Chances are, no matter what your job title is, in the coming year you’ll have a series of conversations that are important for your career. Whether you’re being interviewed for a new position, discussing a promotion, or pitching an important project, high-stakes discussions await you in the months to come.
To ace these exchanges, you must master one crucial skill: the ability to handle Q&A, the impromptu questions and answers that are at the heart of every interview. Studies show that those who think on their feet and respond without hesitation come across as leaders who project a certain charisma. In fact, the same research indicates that this quickness of mind is rated as being even more important as a barometer of your mental smarts than IQ is.
Here are the four fundamentals that will help you answer any question with grace.
Prepare, prepare, prepare
To begin, prepare for these impromptu exchanges. While we think of answering questions as a totally spontaneous act, you can and must get ready for these conversations. Sure, you can’t anticipate ALL the questions you might be asked, but you can take a stab at preparing a list of questions and answers. This holds for job interviews, performance reviews, client meetings, and presentations that have a Q&A component.
I have coached everyone from individuals who were applying to med and law schools, to executives going for their next big job. In each case, we spent hours writing down questions, preparing answers, and role playing Q&A. The result has been a series of success stories. Candidates got what they wanted: law school, medical school, acceptance into grad school, or a CEO position.
So if you’re heading for a job interview this year–or any other critical conversation–begin by prepping.

_Source material_

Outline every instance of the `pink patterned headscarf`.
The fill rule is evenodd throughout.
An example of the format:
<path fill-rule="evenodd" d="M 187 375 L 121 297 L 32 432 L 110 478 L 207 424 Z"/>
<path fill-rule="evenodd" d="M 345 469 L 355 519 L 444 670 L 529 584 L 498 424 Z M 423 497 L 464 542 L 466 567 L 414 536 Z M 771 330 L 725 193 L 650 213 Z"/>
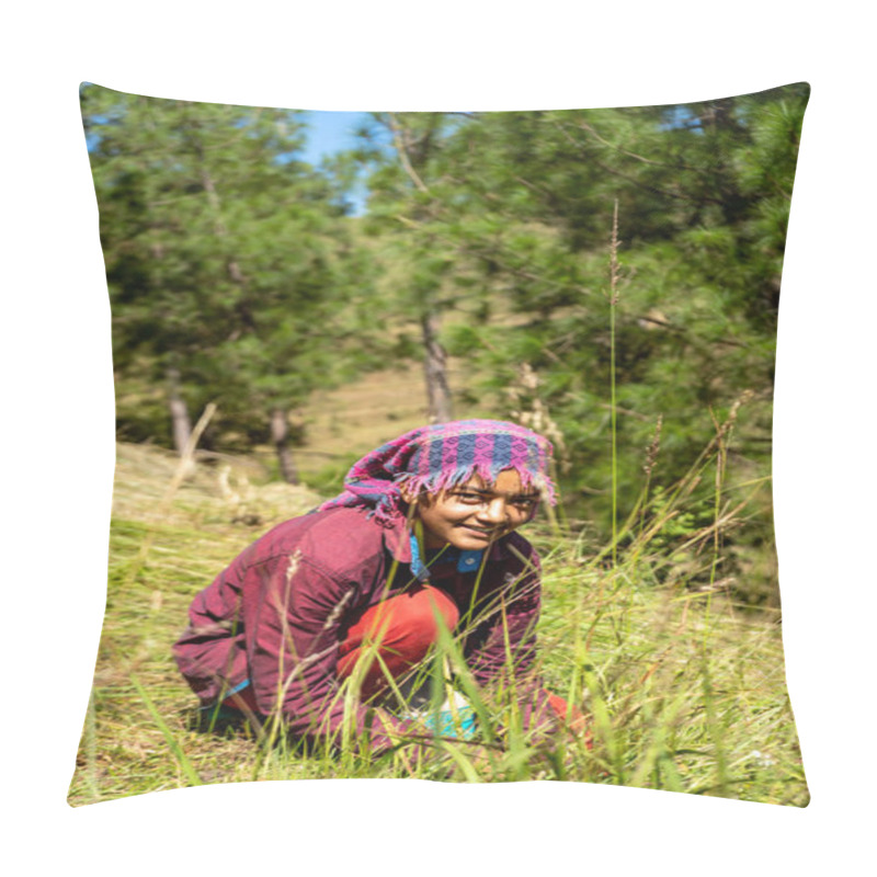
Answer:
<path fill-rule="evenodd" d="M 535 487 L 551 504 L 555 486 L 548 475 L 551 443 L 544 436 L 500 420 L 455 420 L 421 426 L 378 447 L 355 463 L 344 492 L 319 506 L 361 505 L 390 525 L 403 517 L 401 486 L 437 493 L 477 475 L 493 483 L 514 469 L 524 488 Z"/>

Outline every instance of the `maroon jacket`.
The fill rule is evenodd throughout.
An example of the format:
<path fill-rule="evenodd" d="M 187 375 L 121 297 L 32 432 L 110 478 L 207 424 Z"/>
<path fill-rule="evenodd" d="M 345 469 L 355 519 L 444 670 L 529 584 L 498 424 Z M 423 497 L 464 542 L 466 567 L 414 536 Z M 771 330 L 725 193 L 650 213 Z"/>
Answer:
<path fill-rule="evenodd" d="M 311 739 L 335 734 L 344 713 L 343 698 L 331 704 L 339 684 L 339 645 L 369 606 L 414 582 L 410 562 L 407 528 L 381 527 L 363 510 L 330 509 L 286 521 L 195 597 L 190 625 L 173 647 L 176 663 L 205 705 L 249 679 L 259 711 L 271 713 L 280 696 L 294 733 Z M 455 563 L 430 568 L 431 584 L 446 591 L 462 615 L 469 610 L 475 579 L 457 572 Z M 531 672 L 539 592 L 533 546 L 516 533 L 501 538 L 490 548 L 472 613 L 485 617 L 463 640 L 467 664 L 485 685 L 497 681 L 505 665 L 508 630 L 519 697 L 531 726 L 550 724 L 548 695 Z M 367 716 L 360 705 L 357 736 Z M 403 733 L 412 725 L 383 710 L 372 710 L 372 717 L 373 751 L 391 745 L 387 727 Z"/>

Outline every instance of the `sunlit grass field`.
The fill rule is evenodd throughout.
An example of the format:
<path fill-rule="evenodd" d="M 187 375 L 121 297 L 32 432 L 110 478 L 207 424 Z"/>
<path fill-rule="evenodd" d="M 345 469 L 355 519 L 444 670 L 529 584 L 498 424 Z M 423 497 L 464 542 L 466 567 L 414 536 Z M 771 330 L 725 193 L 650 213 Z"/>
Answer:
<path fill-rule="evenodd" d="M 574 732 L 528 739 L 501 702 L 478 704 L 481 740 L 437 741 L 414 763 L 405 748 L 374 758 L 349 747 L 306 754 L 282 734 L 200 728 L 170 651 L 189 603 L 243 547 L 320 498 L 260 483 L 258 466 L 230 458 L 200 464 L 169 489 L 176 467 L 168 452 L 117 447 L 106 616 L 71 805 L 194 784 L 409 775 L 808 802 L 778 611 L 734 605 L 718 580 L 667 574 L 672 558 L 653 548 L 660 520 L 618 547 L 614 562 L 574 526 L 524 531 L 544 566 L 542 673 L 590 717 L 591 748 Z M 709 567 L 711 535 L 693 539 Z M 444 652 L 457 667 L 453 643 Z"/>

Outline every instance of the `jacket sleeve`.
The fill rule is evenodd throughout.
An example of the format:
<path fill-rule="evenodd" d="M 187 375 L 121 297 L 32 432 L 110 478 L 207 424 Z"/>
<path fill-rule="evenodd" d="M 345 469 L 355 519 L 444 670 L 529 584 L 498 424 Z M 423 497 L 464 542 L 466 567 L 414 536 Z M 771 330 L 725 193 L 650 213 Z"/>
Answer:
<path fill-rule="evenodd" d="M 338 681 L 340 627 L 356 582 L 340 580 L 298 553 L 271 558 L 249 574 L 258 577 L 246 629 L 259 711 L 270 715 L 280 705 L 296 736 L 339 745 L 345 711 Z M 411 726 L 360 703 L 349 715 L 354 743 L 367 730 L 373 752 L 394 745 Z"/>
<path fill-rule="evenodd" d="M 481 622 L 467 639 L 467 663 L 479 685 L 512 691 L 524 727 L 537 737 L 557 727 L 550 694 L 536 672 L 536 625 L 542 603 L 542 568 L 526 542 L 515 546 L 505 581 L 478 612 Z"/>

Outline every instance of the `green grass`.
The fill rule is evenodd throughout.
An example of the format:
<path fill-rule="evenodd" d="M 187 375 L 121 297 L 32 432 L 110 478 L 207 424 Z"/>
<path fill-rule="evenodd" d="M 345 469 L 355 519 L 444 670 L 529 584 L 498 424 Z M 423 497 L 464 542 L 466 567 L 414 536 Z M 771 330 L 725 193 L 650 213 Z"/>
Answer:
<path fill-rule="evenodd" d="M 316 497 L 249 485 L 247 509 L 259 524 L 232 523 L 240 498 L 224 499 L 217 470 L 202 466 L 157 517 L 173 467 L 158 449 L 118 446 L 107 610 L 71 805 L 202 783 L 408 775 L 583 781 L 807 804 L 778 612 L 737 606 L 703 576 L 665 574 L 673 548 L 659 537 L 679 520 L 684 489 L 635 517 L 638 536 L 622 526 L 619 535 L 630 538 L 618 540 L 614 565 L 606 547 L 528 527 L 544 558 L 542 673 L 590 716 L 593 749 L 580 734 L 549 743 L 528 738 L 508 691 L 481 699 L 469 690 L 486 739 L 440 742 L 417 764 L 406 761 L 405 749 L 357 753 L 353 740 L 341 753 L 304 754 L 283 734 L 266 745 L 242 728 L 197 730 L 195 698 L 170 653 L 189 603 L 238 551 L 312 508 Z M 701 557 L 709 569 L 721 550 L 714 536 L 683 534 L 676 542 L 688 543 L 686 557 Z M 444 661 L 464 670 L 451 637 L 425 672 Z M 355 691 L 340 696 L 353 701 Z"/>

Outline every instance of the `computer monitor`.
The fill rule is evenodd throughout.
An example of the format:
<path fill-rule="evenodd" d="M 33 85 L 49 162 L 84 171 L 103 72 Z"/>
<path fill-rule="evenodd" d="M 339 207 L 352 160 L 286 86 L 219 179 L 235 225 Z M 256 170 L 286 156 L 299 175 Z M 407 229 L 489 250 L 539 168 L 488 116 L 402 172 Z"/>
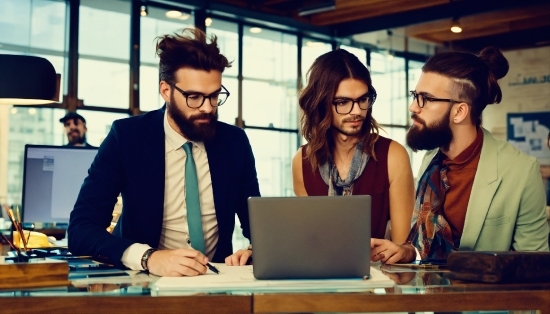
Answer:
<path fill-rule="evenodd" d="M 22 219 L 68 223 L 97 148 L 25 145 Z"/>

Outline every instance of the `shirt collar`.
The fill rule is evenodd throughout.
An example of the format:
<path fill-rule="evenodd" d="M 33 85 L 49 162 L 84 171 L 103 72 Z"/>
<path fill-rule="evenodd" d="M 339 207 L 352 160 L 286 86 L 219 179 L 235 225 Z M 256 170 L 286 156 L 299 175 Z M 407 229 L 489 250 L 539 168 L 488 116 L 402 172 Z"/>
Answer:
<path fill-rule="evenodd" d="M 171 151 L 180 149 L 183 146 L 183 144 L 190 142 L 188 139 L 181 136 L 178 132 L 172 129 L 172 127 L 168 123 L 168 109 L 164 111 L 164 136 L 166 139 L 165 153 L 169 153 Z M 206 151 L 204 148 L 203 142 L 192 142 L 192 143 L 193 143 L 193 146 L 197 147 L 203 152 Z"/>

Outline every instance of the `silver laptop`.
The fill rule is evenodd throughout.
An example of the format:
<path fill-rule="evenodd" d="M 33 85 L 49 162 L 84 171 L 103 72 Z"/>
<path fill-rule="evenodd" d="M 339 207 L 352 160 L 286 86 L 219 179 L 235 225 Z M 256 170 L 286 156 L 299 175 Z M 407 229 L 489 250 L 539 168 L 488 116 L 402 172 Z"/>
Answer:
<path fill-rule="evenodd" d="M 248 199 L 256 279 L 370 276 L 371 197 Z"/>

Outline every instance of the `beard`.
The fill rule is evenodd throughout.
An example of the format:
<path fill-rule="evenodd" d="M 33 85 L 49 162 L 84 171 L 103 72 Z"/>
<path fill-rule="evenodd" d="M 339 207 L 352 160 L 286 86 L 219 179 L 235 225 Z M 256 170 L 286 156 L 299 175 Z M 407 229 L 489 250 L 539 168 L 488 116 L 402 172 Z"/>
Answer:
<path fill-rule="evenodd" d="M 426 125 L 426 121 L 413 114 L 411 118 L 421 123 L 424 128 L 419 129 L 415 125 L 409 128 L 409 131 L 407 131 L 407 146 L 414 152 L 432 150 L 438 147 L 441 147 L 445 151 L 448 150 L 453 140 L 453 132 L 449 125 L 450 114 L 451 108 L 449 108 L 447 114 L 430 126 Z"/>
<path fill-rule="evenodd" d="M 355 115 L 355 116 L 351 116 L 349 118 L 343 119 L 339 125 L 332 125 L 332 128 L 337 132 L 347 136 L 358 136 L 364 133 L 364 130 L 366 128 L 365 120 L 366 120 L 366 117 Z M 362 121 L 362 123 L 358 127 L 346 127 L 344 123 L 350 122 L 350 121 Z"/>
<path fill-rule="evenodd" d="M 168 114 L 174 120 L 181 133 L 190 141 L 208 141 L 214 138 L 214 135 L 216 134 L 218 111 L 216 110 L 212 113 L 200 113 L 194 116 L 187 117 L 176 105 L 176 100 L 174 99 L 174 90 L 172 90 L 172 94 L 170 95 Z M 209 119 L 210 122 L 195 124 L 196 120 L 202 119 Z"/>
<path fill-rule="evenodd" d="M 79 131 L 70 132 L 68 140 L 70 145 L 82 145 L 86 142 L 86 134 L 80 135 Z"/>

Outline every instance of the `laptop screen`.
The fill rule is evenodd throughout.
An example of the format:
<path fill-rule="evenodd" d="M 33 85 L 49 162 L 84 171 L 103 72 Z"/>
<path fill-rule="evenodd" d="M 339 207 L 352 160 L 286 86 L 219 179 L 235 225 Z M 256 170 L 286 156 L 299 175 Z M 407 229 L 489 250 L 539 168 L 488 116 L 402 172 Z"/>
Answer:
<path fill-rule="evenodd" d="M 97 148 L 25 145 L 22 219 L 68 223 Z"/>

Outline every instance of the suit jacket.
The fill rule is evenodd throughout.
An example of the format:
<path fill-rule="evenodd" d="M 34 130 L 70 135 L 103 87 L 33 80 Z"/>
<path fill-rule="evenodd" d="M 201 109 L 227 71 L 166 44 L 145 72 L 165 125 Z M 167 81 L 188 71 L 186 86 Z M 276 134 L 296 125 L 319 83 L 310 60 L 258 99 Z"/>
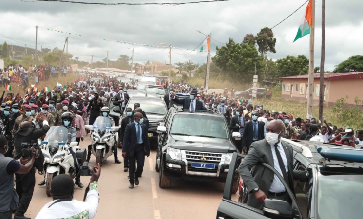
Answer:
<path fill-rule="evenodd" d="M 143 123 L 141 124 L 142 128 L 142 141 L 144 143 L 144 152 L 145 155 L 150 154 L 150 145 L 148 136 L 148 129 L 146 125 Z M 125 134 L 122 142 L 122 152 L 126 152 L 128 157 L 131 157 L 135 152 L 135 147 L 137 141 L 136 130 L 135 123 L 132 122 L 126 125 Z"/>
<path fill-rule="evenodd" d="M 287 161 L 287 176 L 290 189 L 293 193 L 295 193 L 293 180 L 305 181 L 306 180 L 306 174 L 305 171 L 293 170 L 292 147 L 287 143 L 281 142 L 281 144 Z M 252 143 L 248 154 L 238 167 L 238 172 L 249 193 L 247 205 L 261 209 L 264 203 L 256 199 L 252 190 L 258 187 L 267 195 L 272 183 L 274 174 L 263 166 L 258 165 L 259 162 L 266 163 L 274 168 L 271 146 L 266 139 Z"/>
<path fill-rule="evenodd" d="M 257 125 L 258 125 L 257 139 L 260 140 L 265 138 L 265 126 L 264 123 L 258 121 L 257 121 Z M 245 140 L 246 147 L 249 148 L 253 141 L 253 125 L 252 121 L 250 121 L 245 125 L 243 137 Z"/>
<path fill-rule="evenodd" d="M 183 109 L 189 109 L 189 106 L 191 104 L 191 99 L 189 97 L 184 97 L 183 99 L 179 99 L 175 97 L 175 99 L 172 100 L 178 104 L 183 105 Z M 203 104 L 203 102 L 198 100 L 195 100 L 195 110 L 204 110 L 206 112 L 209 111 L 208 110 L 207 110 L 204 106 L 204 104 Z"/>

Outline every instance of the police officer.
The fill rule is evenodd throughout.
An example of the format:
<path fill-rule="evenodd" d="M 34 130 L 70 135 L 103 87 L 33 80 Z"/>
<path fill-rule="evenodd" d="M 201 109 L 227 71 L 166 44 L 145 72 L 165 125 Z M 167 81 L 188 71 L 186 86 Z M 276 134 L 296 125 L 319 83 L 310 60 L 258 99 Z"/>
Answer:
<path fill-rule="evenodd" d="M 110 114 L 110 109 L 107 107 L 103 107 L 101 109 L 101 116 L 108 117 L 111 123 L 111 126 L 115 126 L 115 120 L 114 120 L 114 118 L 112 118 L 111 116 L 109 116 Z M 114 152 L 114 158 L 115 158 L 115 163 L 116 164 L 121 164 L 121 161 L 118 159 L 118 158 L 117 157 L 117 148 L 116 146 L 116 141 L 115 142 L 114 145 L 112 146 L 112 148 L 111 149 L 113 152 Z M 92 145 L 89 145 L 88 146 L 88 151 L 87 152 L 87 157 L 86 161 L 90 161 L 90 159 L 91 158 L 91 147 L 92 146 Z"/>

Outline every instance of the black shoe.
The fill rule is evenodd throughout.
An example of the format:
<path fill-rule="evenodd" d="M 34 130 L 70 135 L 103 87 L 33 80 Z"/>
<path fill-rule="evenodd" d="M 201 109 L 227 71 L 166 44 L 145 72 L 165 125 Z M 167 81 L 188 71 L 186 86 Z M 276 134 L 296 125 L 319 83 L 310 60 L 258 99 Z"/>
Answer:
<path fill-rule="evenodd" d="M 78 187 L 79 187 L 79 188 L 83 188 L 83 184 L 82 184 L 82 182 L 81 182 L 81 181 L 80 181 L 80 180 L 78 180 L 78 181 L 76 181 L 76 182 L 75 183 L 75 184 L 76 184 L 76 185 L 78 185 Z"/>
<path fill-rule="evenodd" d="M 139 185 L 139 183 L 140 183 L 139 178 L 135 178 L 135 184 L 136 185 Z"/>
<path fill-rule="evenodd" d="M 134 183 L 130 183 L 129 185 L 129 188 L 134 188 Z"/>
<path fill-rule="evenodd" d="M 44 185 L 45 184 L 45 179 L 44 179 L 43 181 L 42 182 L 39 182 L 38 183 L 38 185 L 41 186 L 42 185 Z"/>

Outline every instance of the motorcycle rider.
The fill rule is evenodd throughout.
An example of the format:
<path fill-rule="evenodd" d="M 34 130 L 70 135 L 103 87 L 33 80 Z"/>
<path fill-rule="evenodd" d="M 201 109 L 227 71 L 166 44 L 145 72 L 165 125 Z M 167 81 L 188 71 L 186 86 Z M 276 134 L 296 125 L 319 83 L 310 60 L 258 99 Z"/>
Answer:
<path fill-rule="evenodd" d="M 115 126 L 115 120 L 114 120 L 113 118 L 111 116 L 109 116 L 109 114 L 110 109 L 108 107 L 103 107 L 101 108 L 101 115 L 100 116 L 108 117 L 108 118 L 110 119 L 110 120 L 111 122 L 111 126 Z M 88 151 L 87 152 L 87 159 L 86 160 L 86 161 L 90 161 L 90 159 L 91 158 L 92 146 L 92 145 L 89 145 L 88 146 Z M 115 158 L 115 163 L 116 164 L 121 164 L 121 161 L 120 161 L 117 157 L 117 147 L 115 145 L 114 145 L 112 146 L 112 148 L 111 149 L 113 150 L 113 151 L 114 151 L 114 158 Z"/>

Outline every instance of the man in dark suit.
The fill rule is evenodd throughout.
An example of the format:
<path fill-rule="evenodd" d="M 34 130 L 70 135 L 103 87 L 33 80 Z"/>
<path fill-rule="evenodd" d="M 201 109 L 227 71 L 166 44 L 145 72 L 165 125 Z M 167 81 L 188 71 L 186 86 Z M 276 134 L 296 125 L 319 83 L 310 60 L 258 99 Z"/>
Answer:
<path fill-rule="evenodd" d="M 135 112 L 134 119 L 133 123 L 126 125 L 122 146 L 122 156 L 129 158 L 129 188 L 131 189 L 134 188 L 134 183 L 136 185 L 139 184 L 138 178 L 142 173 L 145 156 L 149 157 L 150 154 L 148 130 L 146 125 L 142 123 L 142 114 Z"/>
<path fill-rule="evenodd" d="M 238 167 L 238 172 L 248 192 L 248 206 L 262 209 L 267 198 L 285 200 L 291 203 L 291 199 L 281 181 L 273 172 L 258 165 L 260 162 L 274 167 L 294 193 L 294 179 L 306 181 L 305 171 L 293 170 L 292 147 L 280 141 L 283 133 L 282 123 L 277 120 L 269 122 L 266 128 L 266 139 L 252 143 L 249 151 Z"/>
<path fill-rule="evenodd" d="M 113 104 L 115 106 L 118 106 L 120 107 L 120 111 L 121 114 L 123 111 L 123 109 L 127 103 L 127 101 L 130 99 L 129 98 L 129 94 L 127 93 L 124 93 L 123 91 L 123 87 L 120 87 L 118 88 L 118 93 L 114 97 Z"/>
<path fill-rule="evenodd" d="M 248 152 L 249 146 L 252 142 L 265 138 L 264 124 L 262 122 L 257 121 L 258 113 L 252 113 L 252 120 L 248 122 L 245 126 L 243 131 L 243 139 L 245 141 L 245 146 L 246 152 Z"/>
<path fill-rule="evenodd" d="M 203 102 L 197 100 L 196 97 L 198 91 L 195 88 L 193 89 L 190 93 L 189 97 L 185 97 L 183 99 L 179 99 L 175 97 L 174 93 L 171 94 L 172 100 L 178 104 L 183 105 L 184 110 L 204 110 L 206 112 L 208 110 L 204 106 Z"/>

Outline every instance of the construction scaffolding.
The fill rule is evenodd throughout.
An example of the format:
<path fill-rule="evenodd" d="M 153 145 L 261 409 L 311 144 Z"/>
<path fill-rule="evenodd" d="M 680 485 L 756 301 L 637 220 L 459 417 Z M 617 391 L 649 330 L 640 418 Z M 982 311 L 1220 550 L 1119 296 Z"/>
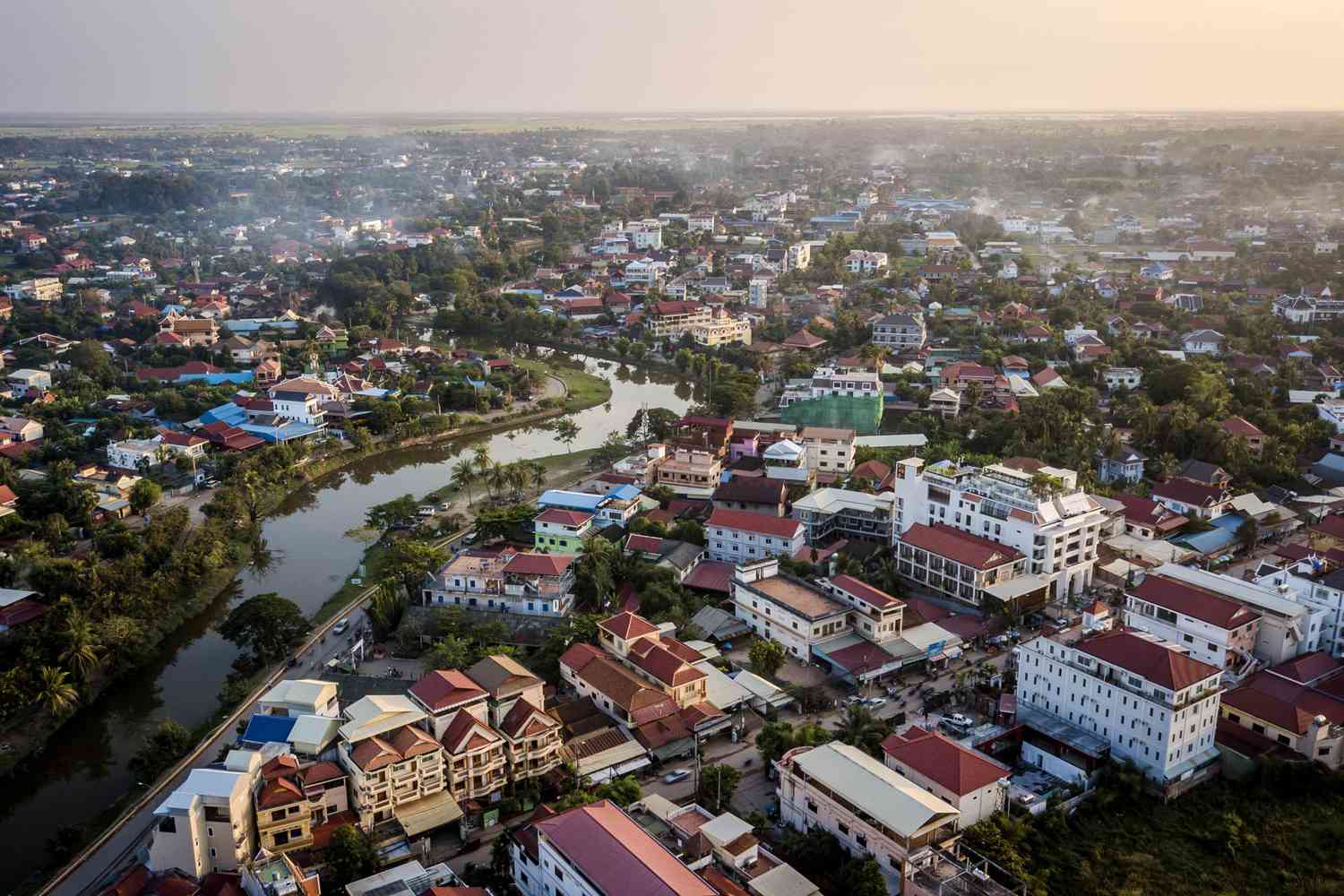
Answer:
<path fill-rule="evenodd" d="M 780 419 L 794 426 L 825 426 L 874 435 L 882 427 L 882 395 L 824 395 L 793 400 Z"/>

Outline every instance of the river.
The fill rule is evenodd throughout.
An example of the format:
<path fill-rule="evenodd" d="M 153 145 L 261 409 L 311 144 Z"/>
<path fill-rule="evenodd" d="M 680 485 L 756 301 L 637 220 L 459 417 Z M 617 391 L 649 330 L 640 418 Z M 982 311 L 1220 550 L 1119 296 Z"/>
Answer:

_Required work_
a) Write down the passage of the text on handling questions in high-stakes conversations, starting at "Chances are, no" and ending at "question with grace.", copied word for word.
b) In the text on handling questions in high-stakes conversations, what does the research say is rated as even more important than IQ as a barometer of mental smarts?

_Answer set_
a)
Chances are, no matter what your job title is, in the coming year you’ll have a series of conversations that are important for your career. Whether you’re being interviewed for a new position, discussing a promotion, or pitching an important project, high-stakes discussions await you in the months to come.
To ace these exchanges, you must master one crucial skill: the ability to handle Q&A, the impromptu questions and answers that are at the heart of every interview. Studies show that those who think on their feet and respond without hesitation come across as leaders who project a certain charisma. In fact, the same research indicates that this quickness of mind is rated as being even more important as a barometer of your mental smarts than IQ is.
Here are the four fundamentals that will help you answer any question with grace.

b) The quickness of mind shown by thinking on your feet and responding without hesitation.